### Data for this exercise

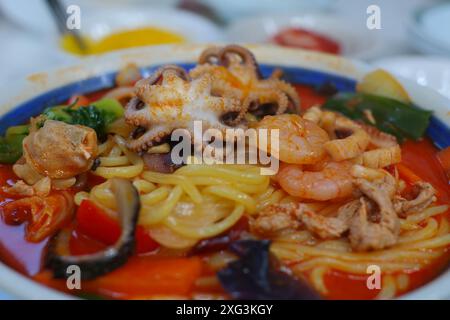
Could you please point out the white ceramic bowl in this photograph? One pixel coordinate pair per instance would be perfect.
(21, 90)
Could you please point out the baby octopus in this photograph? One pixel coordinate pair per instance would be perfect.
(169, 100)
(236, 73)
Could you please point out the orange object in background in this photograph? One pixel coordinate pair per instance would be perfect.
(305, 39)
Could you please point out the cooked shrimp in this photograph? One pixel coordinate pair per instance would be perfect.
(301, 141)
(351, 140)
(313, 114)
(333, 181)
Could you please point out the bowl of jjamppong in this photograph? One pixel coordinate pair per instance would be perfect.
(358, 207)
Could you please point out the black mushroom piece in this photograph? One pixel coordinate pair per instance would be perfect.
(97, 264)
(257, 275)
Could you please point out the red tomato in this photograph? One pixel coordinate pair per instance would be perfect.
(44, 215)
(96, 224)
(305, 39)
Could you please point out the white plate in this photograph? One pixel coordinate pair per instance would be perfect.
(429, 29)
(21, 90)
(356, 42)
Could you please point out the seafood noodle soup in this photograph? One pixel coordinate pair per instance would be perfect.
(358, 207)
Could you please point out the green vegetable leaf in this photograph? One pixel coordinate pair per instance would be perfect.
(11, 148)
(97, 116)
(402, 120)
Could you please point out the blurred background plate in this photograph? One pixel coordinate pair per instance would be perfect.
(355, 42)
(433, 72)
(429, 30)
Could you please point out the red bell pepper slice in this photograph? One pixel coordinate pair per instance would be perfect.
(93, 222)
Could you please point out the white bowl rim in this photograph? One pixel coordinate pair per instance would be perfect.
(21, 90)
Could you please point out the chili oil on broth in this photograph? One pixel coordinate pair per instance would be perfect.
(303, 253)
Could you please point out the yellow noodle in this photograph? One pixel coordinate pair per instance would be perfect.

### Exercise requirements
Scale the lines starting with the one containing "Could you please point out the chili" and going on through the end of the listing. Write those lines out again, requests included, with every coordinate in the answers multiplied by 1.05 and rounded to a whole number, halves rounded up.

### Answer below
Could you please point out the chili oil on broth in this photograph? One pixel coordinate pair per instance would be perfect.
(318, 266)
Could you please point out the yellow noodle in this photograph? One pixel coordinate pair per instance would be perfect.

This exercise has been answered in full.